#### [Task directions]
Reproduce only the lines from the one containing "Target: dry brown grass" through the end of the data, exactly as they stand.
--- Data shown Enclosed Below ---
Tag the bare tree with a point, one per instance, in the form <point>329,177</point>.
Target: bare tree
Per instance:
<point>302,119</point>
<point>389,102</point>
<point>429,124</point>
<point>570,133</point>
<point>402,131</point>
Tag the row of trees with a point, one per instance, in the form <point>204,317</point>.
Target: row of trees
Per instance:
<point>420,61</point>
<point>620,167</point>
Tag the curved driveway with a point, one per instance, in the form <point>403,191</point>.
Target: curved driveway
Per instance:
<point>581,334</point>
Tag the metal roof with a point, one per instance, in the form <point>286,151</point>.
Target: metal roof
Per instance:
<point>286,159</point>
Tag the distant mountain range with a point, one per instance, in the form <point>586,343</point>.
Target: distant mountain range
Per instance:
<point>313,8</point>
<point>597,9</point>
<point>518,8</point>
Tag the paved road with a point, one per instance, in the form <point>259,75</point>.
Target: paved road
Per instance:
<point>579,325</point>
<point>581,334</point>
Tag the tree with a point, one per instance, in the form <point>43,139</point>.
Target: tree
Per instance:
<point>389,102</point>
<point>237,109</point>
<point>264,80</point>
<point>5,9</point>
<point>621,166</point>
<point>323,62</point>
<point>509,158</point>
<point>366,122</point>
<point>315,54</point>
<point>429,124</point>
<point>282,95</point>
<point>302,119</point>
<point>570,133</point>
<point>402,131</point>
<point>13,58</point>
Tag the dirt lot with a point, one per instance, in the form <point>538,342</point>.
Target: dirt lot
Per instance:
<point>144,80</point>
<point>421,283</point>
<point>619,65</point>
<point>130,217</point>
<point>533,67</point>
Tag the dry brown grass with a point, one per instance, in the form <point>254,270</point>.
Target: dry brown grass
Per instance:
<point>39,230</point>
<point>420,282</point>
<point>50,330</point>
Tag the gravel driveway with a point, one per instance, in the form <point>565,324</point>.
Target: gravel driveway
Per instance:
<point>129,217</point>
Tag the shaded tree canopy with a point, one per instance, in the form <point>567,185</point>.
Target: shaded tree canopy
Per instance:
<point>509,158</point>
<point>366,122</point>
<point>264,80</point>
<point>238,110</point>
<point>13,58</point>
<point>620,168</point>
--- End of Enclosed Data shown ---
#### [Response to this task]
Target: dry brown grass
Per instance:
<point>39,230</point>
<point>420,282</point>
<point>50,330</point>
Tag the gravel driveway with a point, one per instance, in the form <point>565,324</point>.
Target: gravel driveway
Per instance:
<point>129,217</point>
Tag the shaded tree canopy with a point, one per instance, in the form <point>567,185</point>.
Target: shaded tree canopy
Per instance:
<point>509,158</point>
<point>366,122</point>
<point>264,80</point>
<point>238,110</point>
<point>13,58</point>
<point>620,168</point>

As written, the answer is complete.